++++ INPUT

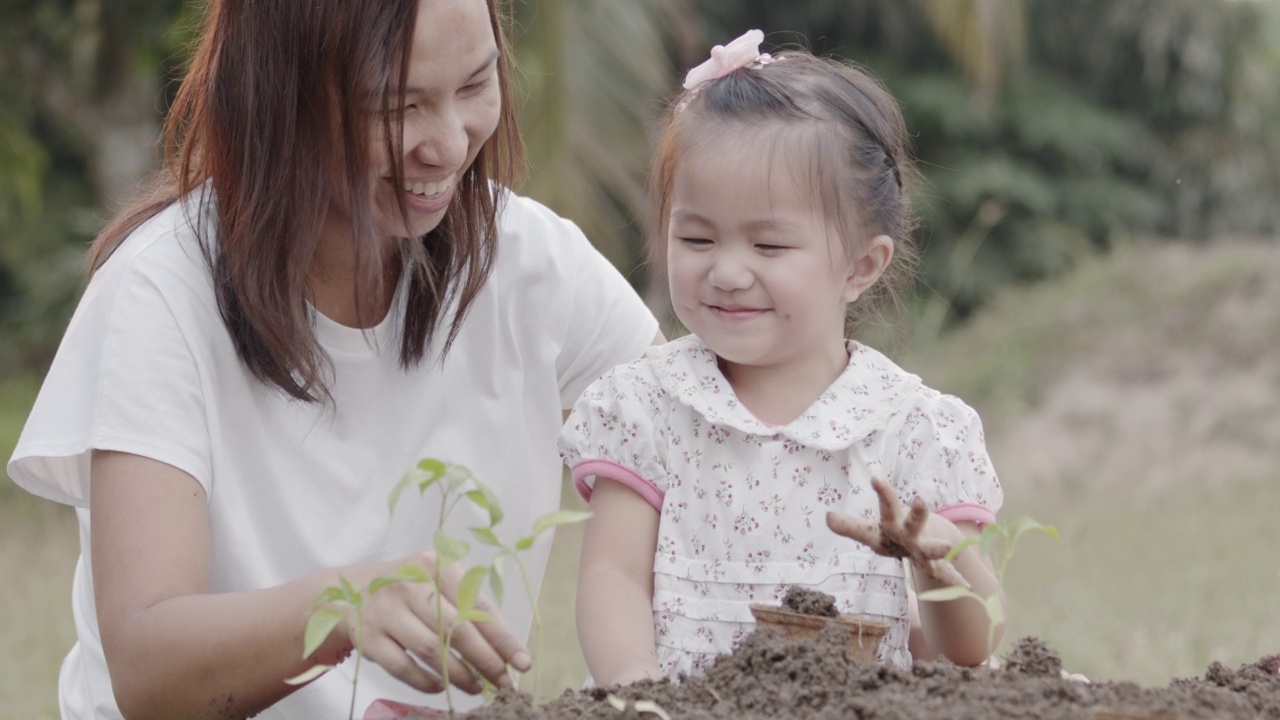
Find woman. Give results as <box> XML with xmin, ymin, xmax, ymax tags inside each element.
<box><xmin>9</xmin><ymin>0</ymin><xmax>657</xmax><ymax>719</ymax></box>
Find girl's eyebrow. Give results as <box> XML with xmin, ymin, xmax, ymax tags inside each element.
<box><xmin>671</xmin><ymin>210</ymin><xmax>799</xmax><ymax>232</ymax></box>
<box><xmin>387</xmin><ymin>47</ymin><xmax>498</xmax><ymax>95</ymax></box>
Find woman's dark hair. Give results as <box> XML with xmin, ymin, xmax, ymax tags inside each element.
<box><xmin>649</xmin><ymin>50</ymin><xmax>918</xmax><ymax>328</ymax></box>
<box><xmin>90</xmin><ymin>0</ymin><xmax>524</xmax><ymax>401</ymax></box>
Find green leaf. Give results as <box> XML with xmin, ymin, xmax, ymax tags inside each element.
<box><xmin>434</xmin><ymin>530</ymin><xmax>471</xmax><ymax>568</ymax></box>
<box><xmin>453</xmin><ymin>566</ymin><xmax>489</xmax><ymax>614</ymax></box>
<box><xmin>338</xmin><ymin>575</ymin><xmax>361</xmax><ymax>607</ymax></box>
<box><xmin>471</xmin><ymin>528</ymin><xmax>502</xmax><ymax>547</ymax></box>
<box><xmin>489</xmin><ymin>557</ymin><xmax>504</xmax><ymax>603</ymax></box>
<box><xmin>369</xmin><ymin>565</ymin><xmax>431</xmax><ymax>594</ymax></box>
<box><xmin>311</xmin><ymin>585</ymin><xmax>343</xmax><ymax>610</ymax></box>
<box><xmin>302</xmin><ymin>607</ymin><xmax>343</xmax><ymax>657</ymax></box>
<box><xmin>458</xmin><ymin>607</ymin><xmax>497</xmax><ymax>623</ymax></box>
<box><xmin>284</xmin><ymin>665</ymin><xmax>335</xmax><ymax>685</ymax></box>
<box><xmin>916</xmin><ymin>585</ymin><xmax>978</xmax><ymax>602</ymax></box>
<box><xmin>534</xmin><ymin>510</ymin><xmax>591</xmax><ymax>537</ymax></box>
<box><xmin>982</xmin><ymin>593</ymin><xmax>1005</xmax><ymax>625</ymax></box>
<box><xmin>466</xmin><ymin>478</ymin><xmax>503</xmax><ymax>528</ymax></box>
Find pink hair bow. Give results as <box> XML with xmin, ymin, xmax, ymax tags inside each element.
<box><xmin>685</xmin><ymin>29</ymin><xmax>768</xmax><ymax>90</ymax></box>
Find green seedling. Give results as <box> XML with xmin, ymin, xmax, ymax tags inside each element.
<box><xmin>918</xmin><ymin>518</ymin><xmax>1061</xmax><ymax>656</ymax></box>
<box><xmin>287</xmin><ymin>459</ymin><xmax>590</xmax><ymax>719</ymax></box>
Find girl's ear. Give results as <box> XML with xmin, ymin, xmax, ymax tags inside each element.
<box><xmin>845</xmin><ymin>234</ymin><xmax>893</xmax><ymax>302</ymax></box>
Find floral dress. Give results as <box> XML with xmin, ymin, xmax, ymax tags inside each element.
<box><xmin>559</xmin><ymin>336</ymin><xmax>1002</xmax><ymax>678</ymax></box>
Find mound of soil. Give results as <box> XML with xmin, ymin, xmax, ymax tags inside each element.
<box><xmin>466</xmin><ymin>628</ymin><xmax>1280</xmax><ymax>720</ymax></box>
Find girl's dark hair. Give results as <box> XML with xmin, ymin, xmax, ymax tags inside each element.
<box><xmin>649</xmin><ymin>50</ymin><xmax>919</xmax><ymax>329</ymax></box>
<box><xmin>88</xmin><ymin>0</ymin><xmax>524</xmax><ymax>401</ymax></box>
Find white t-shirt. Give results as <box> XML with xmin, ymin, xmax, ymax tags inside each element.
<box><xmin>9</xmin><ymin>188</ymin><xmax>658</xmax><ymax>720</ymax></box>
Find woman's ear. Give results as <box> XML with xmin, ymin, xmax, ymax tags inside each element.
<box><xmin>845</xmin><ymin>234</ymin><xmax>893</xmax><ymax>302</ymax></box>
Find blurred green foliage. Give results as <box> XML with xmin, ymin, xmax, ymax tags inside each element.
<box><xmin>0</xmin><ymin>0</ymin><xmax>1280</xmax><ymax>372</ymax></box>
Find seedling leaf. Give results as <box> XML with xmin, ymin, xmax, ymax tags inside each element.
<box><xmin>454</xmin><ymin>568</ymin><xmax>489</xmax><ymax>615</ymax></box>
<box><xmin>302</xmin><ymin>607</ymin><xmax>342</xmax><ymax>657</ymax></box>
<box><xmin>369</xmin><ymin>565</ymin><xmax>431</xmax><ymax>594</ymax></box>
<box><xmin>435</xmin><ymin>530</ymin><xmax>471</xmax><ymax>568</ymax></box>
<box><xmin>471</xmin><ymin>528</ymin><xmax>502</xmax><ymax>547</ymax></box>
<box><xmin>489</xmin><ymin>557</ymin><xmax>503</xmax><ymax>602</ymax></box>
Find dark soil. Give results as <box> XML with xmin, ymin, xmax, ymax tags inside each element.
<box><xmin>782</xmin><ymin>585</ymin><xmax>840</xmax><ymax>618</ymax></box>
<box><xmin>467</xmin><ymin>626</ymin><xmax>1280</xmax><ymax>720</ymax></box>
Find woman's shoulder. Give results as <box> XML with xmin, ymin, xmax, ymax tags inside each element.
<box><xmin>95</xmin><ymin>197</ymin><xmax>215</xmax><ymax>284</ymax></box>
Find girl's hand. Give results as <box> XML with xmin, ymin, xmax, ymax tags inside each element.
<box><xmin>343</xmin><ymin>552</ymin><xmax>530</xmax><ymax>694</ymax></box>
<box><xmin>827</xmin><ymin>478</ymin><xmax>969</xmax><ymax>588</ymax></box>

++++++++

▶ **DO THIS**
Count the lines in the items above that contain the word "soil" and reply with only that number.

▶ **TASK ANSWER**
2